## Passage provided
*****
# Understanding Threaded Binary Trees

**Introduction **

We know every node of the binary tree stores the data value of the node and the address pointers of the left and right children. If a node in a binary tree does not have a left or right child or is a leaf node, then the child node’s absence is represented by a null pointer.

Consider the following Binary Tree.

Many nodes present in this tree hold a NULL value in their left or right child pointer (Denoted by sketched fields). The space occupied by these null values can be used to store some kind of valuable information.

One possible way to utilise this space is to have a special pointer that points to nodes higher in the tree (i.e. ancestors). These special pointers are called threads, and the binary tree having such pointers is called a threaded binary tree.

A Threaded Binary Tree is a variant of a normal Binary Tree that facilitates faster tree traversal and does not require a Stack or Recursion. It decreases the memory wastage by setting the null pointers of a leaf node to the in-order predecessor or in-order successor.

**What is a Threaded Binary tree? **

In a Threaded Binary Tree, the nodes will store the in-order predecessor/successor instead of storing NULL in the left/right child pointers.
*****
## Provided material
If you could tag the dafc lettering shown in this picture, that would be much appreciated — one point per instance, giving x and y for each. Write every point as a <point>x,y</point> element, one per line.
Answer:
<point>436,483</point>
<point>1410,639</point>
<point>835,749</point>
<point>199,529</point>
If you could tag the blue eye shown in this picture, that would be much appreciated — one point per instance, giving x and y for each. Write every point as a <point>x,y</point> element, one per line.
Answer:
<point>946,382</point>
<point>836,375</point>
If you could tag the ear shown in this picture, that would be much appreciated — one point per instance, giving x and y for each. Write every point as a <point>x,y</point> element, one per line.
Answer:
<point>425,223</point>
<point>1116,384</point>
*****
## The tasks
(a) In the passage on threaded binary trees, what are the special pointers that point to nodes higher in the tree called?
(b) Write the next part of the passage on threaded binary trees, starting after its last sentence.

## Exercise answers
(a) Threads.

(b)
So the basic idea of a threaded binary tree is that for the nodes whose right pointer is null, we store the in-order successor of the node (if-exists), and for the nodes whose left pointer is null, we store the in-order predecessor of the node(if-exists).

One thing to note is that the leftmost and the rightmost child pointer of a tree always points to null as their in-order predecessor and successor do not exist.

To understand this, let’s look at an example of a Threaded Binary Tree.

In the above-given figure, the right pointer of node value 6 points to 9.

- Now, we will check the left pointer of node 9, and if it is NULL, then we modify the reference to the predecessor of the node, which is 6.
- Then, we will check for the right pointer, and if it is also NULL, we will point it to the successor node, which is 10. Thus, it will point to 10.
- We point to
**in-order predecessors/successors**in left/right pointers using**threads**(denoted by dotted lines) as shown in the figure above, and that is why it is known as a Threaded Binary Tree. - Since the leftmost pointer of this tree is the left pointer of node value 5 and the rightmost pointer of this tree is the right pointer of node value 20, they both point to NULL.

The main idea behind setting such a structure is to make the inorder and preorder traversal of a binary tree faster without using any additional data structure (e.g. auxiliary stack) or memory for its traversal.

**Types of Threaded Binary tree**

There are two types of Threaded Binary Trees:

**Single-Threaded Binary Tree**

In this type, if a node has a right null pointer, then this right pointer is threaded towards the in-order successor’s node if it exists.

**Node Structure of Single-Threaded Binary Trees: **The structure of a node in a binary threaded tree is quite similar to that of a binary tree, but with some modifications. In threaded binary trees, we need to use extra boolean variables in the node structure. For single-threaded binary trees, we use only the **rightThread **variable.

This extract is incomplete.